Pull out each line of the records that contains the string "lamp". Case counts.

+ + + +

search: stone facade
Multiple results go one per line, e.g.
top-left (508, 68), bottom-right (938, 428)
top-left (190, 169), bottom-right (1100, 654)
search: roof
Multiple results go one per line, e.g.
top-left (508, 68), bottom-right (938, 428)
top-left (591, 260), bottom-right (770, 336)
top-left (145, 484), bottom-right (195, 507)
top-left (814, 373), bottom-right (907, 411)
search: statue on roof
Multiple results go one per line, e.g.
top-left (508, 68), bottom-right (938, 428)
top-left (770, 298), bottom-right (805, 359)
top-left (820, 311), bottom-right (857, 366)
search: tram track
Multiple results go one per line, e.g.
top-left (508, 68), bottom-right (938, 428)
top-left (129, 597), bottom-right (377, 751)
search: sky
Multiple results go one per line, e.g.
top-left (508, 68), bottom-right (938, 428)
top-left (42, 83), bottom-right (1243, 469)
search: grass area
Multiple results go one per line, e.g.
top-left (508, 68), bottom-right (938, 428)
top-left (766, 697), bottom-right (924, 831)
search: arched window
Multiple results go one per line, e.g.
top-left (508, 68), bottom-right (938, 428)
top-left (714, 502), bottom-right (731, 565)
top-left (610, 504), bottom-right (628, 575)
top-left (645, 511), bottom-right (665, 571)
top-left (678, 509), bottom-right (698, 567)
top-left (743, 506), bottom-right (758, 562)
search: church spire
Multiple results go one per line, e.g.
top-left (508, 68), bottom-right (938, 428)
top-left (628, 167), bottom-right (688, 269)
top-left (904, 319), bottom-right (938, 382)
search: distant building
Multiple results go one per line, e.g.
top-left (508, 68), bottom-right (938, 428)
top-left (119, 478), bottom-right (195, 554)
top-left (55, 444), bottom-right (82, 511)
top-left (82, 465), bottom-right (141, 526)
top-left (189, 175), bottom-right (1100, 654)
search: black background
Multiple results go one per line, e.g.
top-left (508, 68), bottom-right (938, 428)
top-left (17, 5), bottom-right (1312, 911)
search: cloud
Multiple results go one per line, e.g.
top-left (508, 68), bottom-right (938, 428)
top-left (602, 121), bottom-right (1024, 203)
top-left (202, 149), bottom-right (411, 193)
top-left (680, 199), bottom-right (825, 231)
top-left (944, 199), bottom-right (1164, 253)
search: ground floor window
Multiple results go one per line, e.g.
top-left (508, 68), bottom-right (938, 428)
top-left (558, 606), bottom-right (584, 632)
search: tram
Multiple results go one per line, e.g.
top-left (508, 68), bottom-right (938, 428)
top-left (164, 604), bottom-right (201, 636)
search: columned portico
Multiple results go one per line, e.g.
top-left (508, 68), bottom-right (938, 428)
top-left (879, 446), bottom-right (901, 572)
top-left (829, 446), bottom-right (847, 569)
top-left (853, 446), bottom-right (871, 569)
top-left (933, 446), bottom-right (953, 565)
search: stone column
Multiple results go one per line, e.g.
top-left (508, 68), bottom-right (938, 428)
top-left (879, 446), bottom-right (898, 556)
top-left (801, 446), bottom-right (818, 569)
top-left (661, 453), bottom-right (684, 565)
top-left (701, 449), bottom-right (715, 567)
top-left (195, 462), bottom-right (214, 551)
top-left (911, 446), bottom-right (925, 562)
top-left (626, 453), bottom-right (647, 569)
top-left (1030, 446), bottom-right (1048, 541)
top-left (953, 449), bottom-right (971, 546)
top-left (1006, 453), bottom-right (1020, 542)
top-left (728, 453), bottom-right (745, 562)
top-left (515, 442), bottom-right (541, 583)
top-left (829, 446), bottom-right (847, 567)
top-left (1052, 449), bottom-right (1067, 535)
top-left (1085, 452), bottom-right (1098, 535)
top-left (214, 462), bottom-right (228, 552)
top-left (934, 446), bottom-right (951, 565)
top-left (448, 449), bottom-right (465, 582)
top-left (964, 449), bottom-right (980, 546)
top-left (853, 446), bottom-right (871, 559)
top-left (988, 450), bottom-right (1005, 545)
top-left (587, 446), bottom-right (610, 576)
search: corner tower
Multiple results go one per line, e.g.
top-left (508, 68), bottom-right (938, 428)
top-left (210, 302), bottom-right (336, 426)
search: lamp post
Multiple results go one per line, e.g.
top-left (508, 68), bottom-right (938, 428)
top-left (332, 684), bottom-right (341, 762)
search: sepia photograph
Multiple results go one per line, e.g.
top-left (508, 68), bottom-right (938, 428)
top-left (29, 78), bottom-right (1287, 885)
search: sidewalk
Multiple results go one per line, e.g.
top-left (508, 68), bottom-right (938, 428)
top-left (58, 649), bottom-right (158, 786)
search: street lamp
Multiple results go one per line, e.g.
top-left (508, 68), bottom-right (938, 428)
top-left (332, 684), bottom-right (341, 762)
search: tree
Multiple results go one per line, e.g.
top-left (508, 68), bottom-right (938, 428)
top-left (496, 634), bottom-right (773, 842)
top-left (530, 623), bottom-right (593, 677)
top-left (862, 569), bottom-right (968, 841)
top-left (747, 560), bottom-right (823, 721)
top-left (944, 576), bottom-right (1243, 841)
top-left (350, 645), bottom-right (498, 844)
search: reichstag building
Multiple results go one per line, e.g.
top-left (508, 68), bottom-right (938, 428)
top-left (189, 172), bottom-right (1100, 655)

+ + + +

• Reply
search: lamp post
search: street lamp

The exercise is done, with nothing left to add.